Passage ->
UN Summit: Time to name and shame

UN Summit: Time to name and shame

The outcome of the summit is predetermined and set to disappoint since it establishes no new obligation on member states.

On the 19th of September, The UN General Assembly will host a high-level summit to address large movements of refugees and migrants. Last July, member states agreed on a pre-summit draft declaration to be adopted in New York. The declaration reads as a long preamble that leads to nothing and it is so by design. After states failed in July to agree on a system of overall accountability, establishing collective goals, or a formal responsibility-sharing agreement or structure, they instead had the declaration recommend launching intergovernmental negotiations towards adoption of a Global Compact for Safe, Orderly, and Regular Migration in 2018.  The outcome of the summit is predetermined and set to disappoint since it establishes no new obligation on member states. As we wait for 2018, perhaps there is something to be gained from the gathering itself. State officials, NGO representative, and UN should take the opportunity to name and shame states and their practices that actively violate human rights and cause great harm to refugees and migrants.

Work to complete ->
a) According to the passage, on what date will the UN General Assembly host the high-level summit on large movements of refugees and migrants?
b) According to the passage, which things did states fail to agree on in July? List every one.

Entries supplied ->

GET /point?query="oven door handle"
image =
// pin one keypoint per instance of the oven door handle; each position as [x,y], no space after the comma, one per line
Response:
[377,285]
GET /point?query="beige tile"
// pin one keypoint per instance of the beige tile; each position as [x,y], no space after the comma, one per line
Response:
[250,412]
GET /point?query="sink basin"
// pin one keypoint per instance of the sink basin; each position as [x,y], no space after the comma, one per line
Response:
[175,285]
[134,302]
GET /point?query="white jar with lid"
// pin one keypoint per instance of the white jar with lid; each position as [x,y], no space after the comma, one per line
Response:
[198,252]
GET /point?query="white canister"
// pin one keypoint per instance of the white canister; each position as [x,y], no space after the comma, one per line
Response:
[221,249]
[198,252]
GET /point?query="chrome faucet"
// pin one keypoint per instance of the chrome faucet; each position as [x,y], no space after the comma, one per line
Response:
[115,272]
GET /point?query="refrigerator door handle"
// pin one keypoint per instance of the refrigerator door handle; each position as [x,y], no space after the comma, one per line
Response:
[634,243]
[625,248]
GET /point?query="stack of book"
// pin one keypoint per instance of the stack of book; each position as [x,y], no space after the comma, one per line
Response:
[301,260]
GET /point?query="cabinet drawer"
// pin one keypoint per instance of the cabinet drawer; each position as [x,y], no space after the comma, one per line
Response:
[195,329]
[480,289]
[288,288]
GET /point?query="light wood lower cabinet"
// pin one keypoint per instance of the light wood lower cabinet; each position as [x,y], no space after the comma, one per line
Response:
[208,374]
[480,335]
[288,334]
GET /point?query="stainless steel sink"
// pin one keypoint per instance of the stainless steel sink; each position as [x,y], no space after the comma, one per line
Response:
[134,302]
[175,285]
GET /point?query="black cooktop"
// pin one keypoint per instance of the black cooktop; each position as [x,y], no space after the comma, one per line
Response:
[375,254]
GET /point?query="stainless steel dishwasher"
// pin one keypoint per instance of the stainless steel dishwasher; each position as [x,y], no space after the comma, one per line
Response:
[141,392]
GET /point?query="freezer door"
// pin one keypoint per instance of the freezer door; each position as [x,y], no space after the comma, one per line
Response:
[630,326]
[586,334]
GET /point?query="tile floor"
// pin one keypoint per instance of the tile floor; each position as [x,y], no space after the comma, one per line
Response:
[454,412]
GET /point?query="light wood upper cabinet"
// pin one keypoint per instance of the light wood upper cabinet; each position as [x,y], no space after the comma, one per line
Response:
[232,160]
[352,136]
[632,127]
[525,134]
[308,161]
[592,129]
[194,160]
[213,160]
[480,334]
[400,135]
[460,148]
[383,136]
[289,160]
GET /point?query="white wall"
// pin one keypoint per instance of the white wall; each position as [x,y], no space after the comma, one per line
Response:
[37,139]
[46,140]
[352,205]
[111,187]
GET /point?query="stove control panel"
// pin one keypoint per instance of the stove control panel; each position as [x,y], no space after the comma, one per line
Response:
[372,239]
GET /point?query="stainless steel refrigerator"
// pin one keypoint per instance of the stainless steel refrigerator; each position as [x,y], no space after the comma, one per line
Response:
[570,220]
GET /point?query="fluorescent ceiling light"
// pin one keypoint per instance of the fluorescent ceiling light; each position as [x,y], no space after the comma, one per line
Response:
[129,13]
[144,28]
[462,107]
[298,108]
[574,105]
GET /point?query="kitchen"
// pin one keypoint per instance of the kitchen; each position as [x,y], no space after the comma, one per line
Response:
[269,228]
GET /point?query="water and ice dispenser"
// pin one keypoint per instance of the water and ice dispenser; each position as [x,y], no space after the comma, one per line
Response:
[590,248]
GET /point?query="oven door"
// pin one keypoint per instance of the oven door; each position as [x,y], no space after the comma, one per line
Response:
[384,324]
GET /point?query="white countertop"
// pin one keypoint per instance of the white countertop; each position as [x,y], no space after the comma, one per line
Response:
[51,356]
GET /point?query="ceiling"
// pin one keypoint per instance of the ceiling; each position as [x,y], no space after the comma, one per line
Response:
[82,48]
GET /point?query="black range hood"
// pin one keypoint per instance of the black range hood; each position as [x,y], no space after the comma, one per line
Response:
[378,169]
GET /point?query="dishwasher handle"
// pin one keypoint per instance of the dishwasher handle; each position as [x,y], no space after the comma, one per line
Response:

Solutions to the exercise ->
a) The 19th of September.

b)
- A system of overall accountability
- Establishing collective goals
- A formal responsibility-sharing agreement or structure